_Task item A_:
Answer these from the passage on planning with spreadsheets:
(i) What name did the writer give the model for sharing motorcycle trip costs?
(ii) How long is the upcoming trip to SE Asia?
(iii) How many people are going on that trip?
_Task item B_:
Extend the passage on planning with spreadsheets, picking up right after its final sentence.

_Provided text_:
════

I use simple spreadsheets for almost everything. I use them to plan trips and keep track of things. When I plan a motorcycle trip I use a simple mathematical model to arrange and organize the expenses so that we can share the cost of the trip without getting into the nickel and diming of who paid what to whom or who then owes what to whom. I called that simple model Marinomics and it has become a mainstay and joke within our motorcycle club. The mainstay is that I am always asked to put trips (even ones I am not running) onto the model. Its a joke because no one seems to really want to get down to understand it well enough to replicate it. I should probably sell it as an App for group travel. I bet it is marketable. The best clue is that in 28 years, no one has come up with a better approach to solving the need, and that must say something.

Just in the last day, I have put together two new spreadsheets to manage my life. The first is for our upcoming trip to SE Asia. I had Mike send me the activities spreadsheet that he put together to record all that he has done to set up our tours during that three-week trip. I’m guessing that he has put together two or three spreadsheets to cover the trip because what he sent me had some, but not all, of the information that I know he has diligently gathered for the six of us on this trip. So, I took his baseline model and started to modify it for the added information that I wanted to have ready access to (like flight departure and arrival information matched off against time). What I was looking to do was to determine exactly where we needed to be at what times and where the gap areas in the schedule existed so that we can book additional tours and/or dining arrangements as we might wish. I am decidedly not trying to overprogram the trip, but rather to get a clear sense of how we want to spend our time and where our optionality exists on the schedule for added or bespoke activities. I know Mike & Melisa like to walk a lot each day. Faraj & Yasuko like that too and are likely to join them on much of that. But I am less walking oriented and I may want other non-walking activities to do that are easily within reach of our locations and that not run the risk of conflicting with other group plans. I find that a spreadsheet is a great way to do that and especially to communicate my thoughts to Kim and the others on the trip so that we can discuss these things as a group.

════

Referring-expression pointing data:
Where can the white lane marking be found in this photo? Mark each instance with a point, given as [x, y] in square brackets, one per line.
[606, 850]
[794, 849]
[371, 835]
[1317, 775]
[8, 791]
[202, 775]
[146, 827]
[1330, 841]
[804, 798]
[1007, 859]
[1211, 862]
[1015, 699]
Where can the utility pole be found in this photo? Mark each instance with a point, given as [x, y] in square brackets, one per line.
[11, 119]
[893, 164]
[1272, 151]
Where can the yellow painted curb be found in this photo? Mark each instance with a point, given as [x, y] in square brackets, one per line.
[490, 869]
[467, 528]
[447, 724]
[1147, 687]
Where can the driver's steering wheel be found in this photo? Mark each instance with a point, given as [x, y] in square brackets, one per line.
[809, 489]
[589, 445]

════

_Result A_:
(i) Marinomics
(ii) Three weeks
(iii) Six

_Result B_:
The other spreadsheet I have created just this morning is a workout spreadsheet, something that many people find useful to track their progress with their physical activity. I am perhaps less goal oriented in this regard than most. I am not trying to reach any particular performance goals like an athlete might, but I do want to track my activity to keep me focused on doing it most every day. I find that the best way to do that is to have a record keeping system that reminds me of when I have become lax. The mere act of recording and measuring your activity helps you maintain it. This is not a new thought…just a bit new for me. So, since I put together my new rowing machine and am all hung-ho on rowing as a source of whole-body workout, I have started keeping track of my rowing workouts. The irony is not lost on me that I am using a column and row tool to keep track of my rowing. Strangely enough, my row sessions are being listed in a specific column as the rows are for days of the week. I doubt there will be complex algorithms built into to my rowing spreadsheet, but who knows. Maybe I will taking column and rowing to new analytical heights.